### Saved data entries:
--- START ---
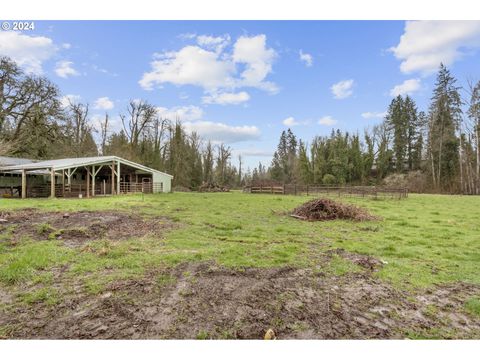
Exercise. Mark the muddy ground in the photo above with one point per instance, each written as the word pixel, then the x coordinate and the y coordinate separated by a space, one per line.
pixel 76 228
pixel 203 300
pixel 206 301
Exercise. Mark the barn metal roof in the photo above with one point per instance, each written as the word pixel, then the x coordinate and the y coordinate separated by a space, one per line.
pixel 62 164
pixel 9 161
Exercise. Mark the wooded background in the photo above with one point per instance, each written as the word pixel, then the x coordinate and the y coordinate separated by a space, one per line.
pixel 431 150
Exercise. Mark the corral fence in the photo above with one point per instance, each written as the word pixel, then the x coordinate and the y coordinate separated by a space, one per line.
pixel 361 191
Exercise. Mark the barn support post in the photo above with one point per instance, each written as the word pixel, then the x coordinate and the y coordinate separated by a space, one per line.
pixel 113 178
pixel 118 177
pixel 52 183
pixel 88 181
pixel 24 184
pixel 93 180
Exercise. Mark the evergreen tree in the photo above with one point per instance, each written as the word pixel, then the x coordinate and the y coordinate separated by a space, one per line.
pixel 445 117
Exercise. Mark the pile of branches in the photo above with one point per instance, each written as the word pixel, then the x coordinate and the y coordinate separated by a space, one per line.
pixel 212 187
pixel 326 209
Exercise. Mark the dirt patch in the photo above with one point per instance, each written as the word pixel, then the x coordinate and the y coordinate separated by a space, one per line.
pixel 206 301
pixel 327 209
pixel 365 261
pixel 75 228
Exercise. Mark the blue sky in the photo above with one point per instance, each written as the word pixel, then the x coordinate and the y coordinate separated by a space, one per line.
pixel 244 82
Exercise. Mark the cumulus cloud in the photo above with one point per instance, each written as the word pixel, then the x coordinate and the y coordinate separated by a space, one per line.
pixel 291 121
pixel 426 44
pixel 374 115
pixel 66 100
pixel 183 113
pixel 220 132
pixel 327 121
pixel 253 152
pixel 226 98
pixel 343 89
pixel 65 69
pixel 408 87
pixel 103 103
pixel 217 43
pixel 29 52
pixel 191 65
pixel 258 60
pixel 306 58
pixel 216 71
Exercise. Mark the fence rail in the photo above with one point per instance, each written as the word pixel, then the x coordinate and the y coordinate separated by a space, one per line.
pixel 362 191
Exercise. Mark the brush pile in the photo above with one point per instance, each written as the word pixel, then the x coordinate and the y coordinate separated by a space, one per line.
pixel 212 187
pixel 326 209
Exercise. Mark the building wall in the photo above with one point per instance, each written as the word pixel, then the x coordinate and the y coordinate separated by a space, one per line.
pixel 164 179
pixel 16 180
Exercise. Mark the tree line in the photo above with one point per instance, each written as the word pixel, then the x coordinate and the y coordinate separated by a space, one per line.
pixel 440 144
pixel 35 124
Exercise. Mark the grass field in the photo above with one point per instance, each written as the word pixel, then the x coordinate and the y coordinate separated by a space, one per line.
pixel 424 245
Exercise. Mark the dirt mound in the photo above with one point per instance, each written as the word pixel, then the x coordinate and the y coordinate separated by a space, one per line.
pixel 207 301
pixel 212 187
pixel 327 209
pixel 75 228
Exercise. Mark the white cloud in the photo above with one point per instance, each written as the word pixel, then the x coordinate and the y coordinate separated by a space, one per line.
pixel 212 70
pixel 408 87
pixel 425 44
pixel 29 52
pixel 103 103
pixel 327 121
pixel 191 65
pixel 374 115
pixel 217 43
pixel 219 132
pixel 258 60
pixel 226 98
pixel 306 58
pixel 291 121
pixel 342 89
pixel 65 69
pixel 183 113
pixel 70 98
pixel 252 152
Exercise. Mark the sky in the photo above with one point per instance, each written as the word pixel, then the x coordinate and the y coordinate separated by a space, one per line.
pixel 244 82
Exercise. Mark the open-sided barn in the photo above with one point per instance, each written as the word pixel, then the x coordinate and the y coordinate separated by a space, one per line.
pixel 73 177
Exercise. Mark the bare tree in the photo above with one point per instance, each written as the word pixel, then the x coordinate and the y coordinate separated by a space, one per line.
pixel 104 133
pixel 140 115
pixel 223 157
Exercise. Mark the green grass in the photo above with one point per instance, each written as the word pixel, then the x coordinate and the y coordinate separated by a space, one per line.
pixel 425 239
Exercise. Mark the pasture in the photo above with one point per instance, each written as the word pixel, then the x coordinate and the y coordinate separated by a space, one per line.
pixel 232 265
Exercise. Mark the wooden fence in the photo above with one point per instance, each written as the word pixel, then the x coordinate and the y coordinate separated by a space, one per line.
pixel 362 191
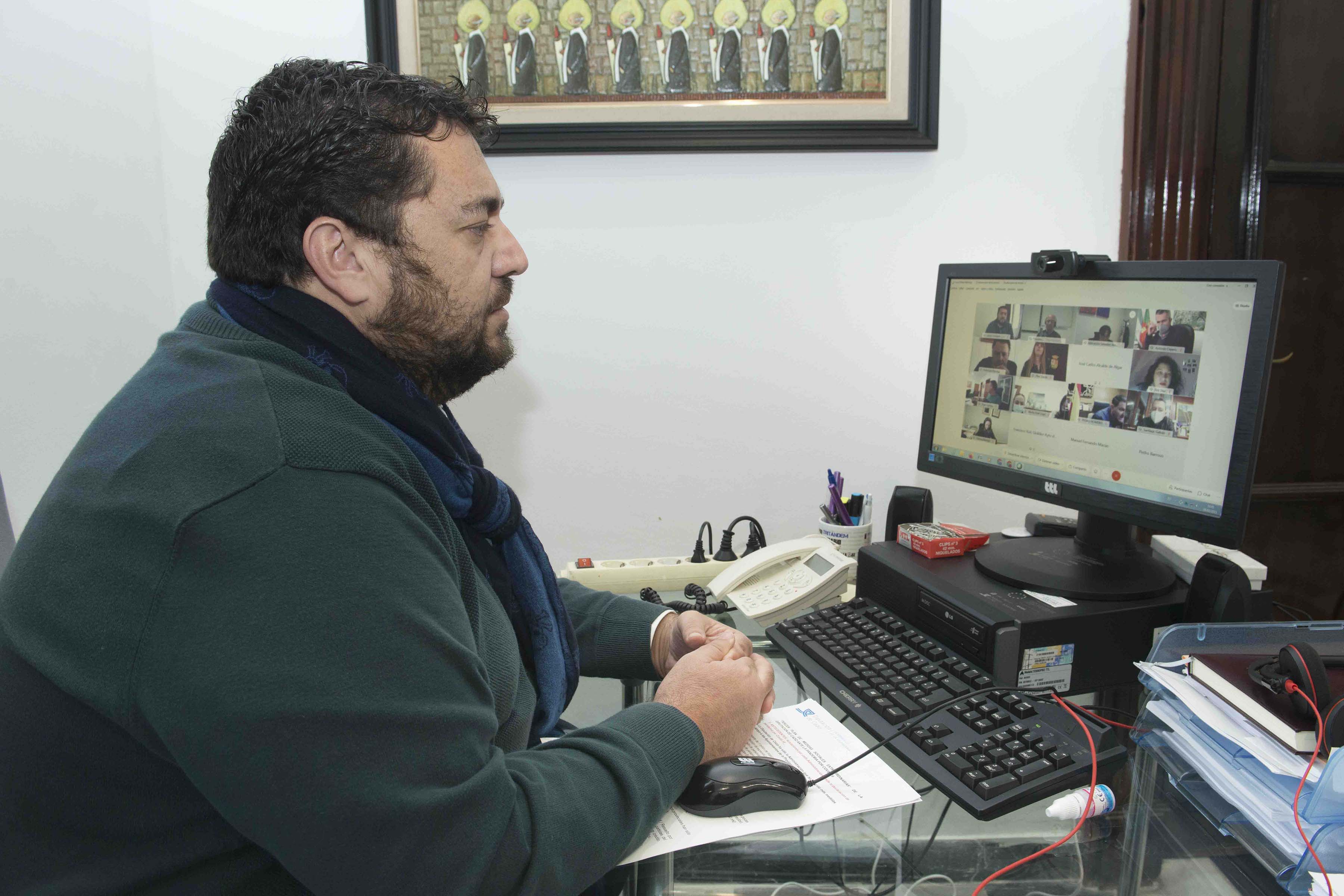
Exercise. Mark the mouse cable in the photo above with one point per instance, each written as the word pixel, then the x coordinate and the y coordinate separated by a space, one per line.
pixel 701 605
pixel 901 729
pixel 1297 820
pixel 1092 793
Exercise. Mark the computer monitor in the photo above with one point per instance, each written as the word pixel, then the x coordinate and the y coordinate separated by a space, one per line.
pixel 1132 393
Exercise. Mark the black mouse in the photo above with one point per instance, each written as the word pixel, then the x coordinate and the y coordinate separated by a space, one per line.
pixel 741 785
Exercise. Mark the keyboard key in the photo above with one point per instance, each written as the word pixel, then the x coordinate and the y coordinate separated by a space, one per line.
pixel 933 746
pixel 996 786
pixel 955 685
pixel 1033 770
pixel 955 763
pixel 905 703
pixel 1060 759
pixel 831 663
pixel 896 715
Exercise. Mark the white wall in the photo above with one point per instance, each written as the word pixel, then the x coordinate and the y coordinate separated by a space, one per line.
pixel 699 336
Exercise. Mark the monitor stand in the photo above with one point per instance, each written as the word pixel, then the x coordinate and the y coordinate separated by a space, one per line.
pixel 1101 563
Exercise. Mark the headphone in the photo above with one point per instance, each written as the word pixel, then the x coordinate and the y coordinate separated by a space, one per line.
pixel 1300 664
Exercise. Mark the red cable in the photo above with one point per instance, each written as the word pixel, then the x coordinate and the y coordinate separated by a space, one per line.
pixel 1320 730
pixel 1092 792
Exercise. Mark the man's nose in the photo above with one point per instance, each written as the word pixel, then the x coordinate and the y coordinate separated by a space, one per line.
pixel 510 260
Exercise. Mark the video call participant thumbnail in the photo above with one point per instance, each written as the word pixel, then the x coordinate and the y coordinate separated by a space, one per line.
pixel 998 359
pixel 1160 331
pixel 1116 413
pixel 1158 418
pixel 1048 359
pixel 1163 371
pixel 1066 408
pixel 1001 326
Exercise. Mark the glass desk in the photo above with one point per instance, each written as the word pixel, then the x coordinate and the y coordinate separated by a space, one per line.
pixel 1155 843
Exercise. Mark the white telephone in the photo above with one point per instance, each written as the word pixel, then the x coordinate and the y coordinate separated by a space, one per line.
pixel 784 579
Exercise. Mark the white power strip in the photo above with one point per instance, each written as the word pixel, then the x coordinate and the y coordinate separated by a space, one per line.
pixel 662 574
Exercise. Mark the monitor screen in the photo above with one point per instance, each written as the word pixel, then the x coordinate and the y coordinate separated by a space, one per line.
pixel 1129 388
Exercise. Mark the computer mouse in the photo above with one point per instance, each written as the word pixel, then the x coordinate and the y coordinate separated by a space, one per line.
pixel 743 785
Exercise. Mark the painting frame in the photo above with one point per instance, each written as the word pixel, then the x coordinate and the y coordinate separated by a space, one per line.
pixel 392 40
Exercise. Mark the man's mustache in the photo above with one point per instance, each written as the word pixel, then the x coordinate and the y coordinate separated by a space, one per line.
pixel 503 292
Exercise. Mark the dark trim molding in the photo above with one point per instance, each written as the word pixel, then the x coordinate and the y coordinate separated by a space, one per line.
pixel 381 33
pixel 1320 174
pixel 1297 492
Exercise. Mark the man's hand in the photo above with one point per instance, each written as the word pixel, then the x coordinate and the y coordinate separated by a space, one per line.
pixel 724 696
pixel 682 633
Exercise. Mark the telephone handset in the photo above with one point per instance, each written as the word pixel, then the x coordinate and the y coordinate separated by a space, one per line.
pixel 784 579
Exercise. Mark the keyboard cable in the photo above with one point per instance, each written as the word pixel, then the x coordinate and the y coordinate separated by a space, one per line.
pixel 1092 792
--- END ---
### Exercise:
Rewrite the records from the line with "Exercise. Mark the pasture" through the line with "pixel 232 265", both lines included, keeping the requests as they are and offsetting every x and y coordinate in the answers by adding 108.

### Correct response:
Exercise. Mark the pasture in the photo above with one point per instance, each written as the word pixel, then the x coordinate and the y coordinate separated by a space, one per line.
pixel 340 373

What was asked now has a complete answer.